- OBJECTIVE
Please give everything in the thread on the pendulum environment state from "Fixed in PR" down to "[cos, sin, dtheta]." again, replacing "framework" with "library".

Closed lukasfro closed 3 years ago
Hi, that is a good idea.
I am working so that you can either set the true state with env.env.state, or the observation with env.state(observation), Internally it calls env.env.set_state(observation).
I pushed the changes, maybe you can check if it works in your application. Thanks!
@lukasfro, if it works now, could you close it? Thanks!
Unfortunately it is not fully working yet. I just started on a fix and will do a PR later today.
Fixed in PR #5
Hi Sebastian,
thanks for this great framework! Today I found a small inconsistency/bug regarding the state.setter/getter for the GymEnvironment class when using the (Vectorized)PendulumEnv.
When we interact with the (Vectorized)PendulumEnv, we do not directly observe the 'internal' state [theta, dtheta] but rather [cos theta, sin theta, dtheta] via _get_obs(). Consequently, the state attribute in the corresponding observations is also in terms of [cos, sin, dtheta].
Now, I'd assume if we set the state property of the GymEnvironment (https://github.com/sebascuri/rllib/blob/master/rllib/environment/gym_environment.py#L129) that we would also be doing this in terms of the observed state, i.e., value = [cos, sin, theta], since this is what the agent is observing. However, since the (Vectorized)PendulumEnv has a state attribute, we just overwrite the Environments internal state, instead of converting from [cos, sin, dtheta] to [theta, dtheta].
I believe it would be more convenient to the user to always only be exposed to the [cos, sin, dtheta] state instead of having to worry about the conversions. This would presumably require a slightly more involved logic for the GymEnvironment as well as a new method for the (Vectorized)PendulumEnv, e.g., obs_to_state.
Happy to discuss and/or contribute.
Cheers

- PROVIDED INFORMATION
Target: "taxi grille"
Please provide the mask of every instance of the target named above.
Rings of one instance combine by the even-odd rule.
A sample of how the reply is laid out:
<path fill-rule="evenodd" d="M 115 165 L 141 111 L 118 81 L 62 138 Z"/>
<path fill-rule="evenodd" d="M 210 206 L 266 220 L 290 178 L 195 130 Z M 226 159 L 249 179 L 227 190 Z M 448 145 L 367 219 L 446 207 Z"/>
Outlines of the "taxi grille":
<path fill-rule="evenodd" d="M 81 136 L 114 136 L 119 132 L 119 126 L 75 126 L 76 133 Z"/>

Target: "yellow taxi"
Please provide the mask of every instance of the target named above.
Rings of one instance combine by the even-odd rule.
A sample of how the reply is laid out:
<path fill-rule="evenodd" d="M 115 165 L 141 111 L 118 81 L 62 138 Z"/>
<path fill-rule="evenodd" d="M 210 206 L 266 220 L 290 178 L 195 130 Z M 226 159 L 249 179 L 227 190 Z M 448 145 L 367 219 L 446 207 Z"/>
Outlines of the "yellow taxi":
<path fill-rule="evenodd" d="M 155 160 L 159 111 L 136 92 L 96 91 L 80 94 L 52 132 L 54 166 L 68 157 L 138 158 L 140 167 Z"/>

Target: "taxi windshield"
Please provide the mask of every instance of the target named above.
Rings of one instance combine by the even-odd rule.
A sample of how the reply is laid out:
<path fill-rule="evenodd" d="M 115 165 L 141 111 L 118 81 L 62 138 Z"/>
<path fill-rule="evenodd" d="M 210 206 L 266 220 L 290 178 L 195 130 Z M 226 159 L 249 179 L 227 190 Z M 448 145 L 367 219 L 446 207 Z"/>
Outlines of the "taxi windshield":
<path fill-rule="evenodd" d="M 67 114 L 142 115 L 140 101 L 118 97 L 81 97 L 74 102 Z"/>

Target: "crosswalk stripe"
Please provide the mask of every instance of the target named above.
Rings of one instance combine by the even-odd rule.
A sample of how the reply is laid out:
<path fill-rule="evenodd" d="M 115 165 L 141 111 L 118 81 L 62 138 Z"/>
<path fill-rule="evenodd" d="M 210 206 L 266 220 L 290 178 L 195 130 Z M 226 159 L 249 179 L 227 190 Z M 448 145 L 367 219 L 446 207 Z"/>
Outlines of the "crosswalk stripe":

- RESPONSE
Fixed in PR #5
Hi Sebastian,
thanks for this great library! Today I found a small inconsistency/bug regarding the state.setter/getter for the GymEnvironment class when using the (Vectorized)PendulumEnv.
When we interact with the (Vectorized)PendulumEnv, we do not directly observe the 'internal' state [theta, dtheta] but rather [cos theta, sin theta, dtheta] via _get_obs(). Consequently, the state attribute in the corresponding observations is also in terms of [cos, sin, dtheta].